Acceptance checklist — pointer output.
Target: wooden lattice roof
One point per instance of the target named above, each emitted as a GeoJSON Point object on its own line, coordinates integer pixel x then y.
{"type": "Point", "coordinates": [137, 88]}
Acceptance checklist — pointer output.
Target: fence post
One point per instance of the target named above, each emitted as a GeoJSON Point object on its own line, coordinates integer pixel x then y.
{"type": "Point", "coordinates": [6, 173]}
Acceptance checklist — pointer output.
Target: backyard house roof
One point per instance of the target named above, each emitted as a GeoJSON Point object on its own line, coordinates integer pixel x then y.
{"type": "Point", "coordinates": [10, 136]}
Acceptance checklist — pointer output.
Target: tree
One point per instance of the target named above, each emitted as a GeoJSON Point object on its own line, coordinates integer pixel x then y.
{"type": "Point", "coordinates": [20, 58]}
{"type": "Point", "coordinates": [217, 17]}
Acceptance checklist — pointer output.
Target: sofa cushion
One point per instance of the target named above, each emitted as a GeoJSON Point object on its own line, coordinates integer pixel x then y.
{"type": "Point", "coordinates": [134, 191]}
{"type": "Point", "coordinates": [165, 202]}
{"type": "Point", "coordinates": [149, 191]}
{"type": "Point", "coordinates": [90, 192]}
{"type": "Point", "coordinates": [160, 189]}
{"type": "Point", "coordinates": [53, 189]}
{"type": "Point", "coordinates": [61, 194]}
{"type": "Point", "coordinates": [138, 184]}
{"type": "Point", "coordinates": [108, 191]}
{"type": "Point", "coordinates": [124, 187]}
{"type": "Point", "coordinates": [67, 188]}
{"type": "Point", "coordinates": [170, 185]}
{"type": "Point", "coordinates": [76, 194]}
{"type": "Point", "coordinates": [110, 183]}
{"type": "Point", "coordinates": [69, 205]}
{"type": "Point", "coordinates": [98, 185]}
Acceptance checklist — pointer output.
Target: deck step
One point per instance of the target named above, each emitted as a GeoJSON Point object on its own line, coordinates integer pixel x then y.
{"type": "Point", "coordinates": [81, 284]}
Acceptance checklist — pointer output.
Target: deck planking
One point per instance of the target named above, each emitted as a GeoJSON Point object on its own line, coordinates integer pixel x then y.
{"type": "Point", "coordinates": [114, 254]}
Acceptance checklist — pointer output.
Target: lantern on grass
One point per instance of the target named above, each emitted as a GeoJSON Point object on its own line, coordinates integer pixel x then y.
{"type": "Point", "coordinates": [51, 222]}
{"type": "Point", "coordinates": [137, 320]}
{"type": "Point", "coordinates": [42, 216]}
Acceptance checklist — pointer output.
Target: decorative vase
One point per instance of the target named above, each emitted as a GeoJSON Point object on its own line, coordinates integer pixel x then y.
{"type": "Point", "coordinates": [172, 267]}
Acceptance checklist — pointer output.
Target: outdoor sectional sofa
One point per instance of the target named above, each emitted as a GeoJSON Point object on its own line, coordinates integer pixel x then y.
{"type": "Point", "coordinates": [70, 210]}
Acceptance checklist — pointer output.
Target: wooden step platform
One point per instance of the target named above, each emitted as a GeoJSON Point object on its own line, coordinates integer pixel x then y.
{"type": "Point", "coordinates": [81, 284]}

PROBLEM TO WORK ON: Every entry should be printed again exactly as written.

CORRECT ANSWER:
Acceptance checklist — pointer output.
Target: wooden lattice roof
One point per instance of the target named above, each emitted as a GeoJSON Point object on its own line, coordinates integer pixel x then y.
{"type": "Point", "coordinates": [137, 88]}
Acceptance checklist — pointer output.
Target: fence post
One point per instance of the target named above, each emitted as a GeoJSON Point object on its own line, coordinates integer pixel x then y.
{"type": "Point", "coordinates": [6, 173]}
Acceptance checklist — pointer output.
Target: backyard house roof
One point per instance of the target named above, each emitted as a GeoJSON Point object on its own line, coordinates integer pixel x then y.
{"type": "Point", "coordinates": [10, 136]}
Acceptance checklist — pointer output.
Target: tree
One point per instance of the target named above, each emitted as a GeoJSON Point object on its own line, coordinates integer pixel x then y.
{"type": "Point", "coordinates": [20, 58]}
{"type": "Point", "coordinates": [217, 17]}
Acceptance checklist — pointer output.
Target: sofa cushion
One point per instance of the target named above, each emitted as a GeoJSON Point object on its own line, coordinates integer pixel x then y.
{"type": "Point", "coordinates": [134, 191]}
{"type": "Point", "coordinates": [165, 202]}
{"type": "Point", "coordinates": [149, 191]}
{"type": "Point", "coordinates": [90, 192]}
{"type": "Point", "coordinates": [160, 189]}
{"type": "Point", "coordinates": [53, 189]}
{"type": "Point", "coordinates": [61, 194]}
{"type": "Point", "coordinates": [138, 184]}
{"type": "Point", "coordinates": [108, 191]}
{"type": "Point", "coordinates": [124, 187]}
{"type": "Point", "coordinates": [67, 188]}
{"type": "Point", "coordinates": [170, 185]}
{"type": "Point", "coordinates": [76, 194]}
{"type": "Point", "coordinates": [110, 183]}
{"type": "Point", "coordinates": [69, 205]}
{"type": "Point", "coordinates": [98, 185]}
Acceptance checklist — pointer output.
Target: deck step
One point per instance of the target named above, each emitted as a GeoJSON Point object on its own line, coordinates integer pixel x then y.
{"type": "Point", "coordinates": [81, 284]}
Acceptance checklist — pointer output.
Target: deck planking
One point per instance of the target named above, each emitted as a GeoJSON Point object on its own line, coordinates integer pixel x then y.
{"type": "Point", "coordinates": [114, 254]}
Acceptance checklist — pointer output.
Target: lantern on grass
One point per instance of the target named above, each emitted as a GeoJSON Point object on its own line, coordinates integer pixel x then y.
{"type": "Point", "coordinates": [51, 222]}
{"type": "Point", "coordinates": [137, 320]}
{"type": "Point", "coordinates": [42, 216]}
Acceptance checklist — pointer output.
Target: decorative vase
One point per instance of the target named above, each emitted as a GeoJSON Point object on its own line, coordinates integer pixel x then y.
{"type": "Point", "coordinates": [172, 267]}
Acceptance checklist — pointer output.
Target: outdoor sectional sofa
One point per instance of the target named above, each emitted as a GeoJSON Point object on its own line, coordinates integer pixel x then y.
{"type": "Point", "coordinates": [70, 210]}
Acceptance checklist — pointer output.
Target: wooden step platform
One point per instance of the target named above, each emitted as a GeoJSON Point object on its own line, coordinates integer pixel x then y.
{"type": "Point", "coordinates": [81, 284]}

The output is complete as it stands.